Directions for this task |
Look through the data below for the line with "mark: the narrow waterfall trickle" and the line with "mark: the cascade of water", then output those two and all lines in between, exactly as written.
---*---
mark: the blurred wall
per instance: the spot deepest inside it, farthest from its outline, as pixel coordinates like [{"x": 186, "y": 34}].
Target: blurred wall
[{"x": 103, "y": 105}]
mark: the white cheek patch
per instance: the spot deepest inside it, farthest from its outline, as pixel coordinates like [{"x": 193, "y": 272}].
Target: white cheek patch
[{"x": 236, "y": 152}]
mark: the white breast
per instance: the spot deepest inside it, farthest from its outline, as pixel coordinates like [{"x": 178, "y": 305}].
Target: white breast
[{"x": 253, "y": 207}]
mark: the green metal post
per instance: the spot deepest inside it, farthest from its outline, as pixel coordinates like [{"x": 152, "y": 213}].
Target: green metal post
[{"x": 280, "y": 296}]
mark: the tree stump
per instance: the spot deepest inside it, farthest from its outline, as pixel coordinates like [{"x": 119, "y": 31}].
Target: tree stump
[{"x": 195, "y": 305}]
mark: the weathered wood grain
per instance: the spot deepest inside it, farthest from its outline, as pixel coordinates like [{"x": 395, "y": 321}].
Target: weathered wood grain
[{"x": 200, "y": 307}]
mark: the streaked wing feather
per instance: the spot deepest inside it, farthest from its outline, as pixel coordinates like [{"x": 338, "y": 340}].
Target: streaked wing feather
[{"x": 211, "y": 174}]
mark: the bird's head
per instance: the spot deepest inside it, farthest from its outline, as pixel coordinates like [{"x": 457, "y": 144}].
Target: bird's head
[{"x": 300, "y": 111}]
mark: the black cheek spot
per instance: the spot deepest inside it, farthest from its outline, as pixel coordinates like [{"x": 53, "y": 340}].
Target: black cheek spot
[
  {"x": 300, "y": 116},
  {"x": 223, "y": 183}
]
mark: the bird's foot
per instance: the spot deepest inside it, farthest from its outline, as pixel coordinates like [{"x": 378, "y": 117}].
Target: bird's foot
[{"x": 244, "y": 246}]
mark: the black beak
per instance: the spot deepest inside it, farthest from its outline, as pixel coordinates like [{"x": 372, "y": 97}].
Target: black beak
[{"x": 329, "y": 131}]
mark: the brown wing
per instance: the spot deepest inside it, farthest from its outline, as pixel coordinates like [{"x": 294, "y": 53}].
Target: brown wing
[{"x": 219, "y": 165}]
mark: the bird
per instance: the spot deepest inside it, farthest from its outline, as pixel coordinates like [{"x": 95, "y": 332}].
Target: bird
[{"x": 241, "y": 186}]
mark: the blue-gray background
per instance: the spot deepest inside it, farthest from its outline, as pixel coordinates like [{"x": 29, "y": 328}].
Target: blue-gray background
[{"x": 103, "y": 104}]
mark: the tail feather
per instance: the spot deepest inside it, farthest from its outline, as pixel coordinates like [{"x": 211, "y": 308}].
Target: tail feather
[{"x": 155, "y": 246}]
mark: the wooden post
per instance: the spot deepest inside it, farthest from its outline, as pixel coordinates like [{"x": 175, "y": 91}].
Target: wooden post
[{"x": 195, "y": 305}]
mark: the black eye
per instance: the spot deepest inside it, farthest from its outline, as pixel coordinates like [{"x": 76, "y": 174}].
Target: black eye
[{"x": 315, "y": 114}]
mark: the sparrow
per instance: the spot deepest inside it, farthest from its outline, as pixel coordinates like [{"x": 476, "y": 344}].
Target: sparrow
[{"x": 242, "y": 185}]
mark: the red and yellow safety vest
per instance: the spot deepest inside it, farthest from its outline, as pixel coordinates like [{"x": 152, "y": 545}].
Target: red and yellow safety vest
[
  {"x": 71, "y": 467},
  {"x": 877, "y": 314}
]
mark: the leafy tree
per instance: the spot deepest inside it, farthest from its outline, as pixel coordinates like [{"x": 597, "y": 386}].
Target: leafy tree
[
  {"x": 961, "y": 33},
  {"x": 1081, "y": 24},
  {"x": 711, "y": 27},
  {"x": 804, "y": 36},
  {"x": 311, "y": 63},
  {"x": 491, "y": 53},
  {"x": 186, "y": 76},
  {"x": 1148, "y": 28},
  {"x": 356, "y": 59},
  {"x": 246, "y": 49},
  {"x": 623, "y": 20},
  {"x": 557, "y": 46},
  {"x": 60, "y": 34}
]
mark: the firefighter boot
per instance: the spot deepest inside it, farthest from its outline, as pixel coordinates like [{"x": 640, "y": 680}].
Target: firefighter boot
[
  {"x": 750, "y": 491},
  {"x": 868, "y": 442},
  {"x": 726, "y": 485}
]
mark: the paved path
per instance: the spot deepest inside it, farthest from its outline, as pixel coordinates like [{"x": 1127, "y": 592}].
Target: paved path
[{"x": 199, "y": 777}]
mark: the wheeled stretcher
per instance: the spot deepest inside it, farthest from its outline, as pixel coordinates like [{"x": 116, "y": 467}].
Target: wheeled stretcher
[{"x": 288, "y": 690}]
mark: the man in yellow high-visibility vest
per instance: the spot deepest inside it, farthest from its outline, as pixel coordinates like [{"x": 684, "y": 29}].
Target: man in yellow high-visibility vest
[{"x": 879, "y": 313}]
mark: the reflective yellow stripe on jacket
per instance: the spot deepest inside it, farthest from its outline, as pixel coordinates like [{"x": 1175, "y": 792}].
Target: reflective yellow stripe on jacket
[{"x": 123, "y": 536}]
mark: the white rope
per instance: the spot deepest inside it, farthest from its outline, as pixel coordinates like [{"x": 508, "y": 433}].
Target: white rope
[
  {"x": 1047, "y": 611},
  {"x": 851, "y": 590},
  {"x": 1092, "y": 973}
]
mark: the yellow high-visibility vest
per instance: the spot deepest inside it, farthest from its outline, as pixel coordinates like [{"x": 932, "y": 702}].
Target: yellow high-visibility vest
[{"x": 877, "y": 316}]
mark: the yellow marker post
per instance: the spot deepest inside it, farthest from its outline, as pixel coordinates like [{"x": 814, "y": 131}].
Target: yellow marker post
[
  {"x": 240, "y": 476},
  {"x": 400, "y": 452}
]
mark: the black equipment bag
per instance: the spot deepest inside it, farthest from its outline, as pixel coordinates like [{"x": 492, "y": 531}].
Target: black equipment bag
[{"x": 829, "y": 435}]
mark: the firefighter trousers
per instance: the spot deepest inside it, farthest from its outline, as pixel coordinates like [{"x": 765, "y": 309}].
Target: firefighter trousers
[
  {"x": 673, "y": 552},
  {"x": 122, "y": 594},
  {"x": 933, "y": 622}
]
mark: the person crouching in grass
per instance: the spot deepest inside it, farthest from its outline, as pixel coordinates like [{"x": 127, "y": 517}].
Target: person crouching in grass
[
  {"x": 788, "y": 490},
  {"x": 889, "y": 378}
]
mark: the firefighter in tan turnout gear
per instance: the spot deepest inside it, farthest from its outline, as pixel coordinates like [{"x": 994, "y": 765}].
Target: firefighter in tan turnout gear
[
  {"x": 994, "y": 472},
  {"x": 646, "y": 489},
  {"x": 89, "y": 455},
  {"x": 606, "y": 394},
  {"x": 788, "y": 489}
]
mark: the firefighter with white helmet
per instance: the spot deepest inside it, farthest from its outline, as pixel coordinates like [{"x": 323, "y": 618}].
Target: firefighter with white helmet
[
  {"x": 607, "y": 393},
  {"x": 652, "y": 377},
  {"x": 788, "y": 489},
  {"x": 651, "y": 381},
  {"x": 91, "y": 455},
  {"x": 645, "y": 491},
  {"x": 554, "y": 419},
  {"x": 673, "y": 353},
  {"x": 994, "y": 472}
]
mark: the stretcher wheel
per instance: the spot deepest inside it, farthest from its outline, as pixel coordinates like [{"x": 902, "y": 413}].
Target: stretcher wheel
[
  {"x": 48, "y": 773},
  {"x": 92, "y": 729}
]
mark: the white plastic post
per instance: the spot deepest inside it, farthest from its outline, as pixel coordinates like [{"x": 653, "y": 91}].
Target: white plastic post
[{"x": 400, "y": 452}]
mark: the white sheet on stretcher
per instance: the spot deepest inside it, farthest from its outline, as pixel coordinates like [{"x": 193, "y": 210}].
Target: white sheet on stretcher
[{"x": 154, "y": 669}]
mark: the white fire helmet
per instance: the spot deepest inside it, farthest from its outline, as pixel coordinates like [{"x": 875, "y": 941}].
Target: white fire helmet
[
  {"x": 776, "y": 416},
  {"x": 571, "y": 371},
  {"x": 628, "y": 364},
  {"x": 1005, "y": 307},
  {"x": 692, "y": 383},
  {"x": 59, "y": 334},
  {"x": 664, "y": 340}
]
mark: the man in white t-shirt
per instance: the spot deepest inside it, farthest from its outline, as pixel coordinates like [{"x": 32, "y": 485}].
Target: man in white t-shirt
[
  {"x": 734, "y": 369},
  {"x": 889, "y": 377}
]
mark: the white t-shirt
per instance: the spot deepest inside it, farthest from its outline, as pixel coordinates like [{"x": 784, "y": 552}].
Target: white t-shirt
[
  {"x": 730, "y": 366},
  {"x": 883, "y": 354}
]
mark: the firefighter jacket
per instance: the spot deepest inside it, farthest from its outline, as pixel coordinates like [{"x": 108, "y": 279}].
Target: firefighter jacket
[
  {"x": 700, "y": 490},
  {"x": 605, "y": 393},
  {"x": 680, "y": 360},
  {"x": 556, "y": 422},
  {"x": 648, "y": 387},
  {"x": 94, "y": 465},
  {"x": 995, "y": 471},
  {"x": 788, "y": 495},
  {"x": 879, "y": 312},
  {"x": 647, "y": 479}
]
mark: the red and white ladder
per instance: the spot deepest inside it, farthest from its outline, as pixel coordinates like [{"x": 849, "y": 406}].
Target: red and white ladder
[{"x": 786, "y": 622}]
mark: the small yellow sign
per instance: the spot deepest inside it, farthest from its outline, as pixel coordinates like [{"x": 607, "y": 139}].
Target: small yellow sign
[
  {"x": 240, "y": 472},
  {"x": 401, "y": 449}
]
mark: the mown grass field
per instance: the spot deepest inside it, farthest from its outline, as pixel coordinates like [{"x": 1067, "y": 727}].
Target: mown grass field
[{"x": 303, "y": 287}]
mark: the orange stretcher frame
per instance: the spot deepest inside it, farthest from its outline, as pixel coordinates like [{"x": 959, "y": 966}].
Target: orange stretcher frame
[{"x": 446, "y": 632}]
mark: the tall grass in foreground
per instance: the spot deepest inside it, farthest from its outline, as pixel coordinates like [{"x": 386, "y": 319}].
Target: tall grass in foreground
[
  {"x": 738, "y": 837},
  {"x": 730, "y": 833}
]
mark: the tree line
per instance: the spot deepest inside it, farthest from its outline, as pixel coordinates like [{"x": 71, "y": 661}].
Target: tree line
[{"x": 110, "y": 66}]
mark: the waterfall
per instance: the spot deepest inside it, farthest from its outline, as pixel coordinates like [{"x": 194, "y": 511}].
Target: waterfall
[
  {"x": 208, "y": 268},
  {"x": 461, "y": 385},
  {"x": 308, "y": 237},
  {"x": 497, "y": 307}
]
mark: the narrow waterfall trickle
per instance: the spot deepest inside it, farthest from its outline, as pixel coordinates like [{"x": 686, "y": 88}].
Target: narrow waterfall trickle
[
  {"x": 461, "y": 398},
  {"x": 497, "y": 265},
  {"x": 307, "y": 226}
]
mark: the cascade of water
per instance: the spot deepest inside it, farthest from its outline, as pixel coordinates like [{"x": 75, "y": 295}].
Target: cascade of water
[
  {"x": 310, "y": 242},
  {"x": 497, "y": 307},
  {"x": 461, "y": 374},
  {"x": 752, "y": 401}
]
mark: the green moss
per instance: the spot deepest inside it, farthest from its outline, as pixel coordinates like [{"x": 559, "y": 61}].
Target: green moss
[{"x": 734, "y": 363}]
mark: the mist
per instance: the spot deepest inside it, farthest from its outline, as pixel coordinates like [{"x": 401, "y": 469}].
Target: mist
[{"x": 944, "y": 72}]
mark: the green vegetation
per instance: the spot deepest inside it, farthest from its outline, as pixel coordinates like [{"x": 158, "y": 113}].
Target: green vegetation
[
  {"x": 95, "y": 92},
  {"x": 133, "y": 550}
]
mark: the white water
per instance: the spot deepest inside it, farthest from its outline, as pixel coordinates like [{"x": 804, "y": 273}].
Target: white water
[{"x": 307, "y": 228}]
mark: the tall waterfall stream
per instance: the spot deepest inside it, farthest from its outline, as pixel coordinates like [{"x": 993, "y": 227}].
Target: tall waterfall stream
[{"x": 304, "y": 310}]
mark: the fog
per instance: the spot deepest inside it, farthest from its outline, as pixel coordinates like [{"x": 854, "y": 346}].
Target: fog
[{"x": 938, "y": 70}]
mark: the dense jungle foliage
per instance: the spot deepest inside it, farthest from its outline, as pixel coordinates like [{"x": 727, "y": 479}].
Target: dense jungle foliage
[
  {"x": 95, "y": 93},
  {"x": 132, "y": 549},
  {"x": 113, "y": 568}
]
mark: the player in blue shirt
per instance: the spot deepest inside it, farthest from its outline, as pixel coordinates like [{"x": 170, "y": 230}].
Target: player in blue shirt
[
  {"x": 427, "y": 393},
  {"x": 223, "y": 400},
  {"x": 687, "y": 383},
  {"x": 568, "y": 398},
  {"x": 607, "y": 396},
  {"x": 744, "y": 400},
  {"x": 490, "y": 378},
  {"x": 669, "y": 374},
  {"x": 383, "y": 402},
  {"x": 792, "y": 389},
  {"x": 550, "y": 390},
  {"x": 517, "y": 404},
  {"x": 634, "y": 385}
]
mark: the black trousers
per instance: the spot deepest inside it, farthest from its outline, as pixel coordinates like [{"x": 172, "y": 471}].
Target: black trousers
---*---
Final answer |
mark: the narrow waterfall trickle
per instance: the spot deepest inside it, farthest from its outline, as pixel coordinates like [{"x": 686, "y": 88}].
Target: narrow waterfall trickle
[
  {"x": 461, "y": 398},
  {"x": 497, "y": 265},
  {"x": 307, "y": 226}
]
mark: the cascade of water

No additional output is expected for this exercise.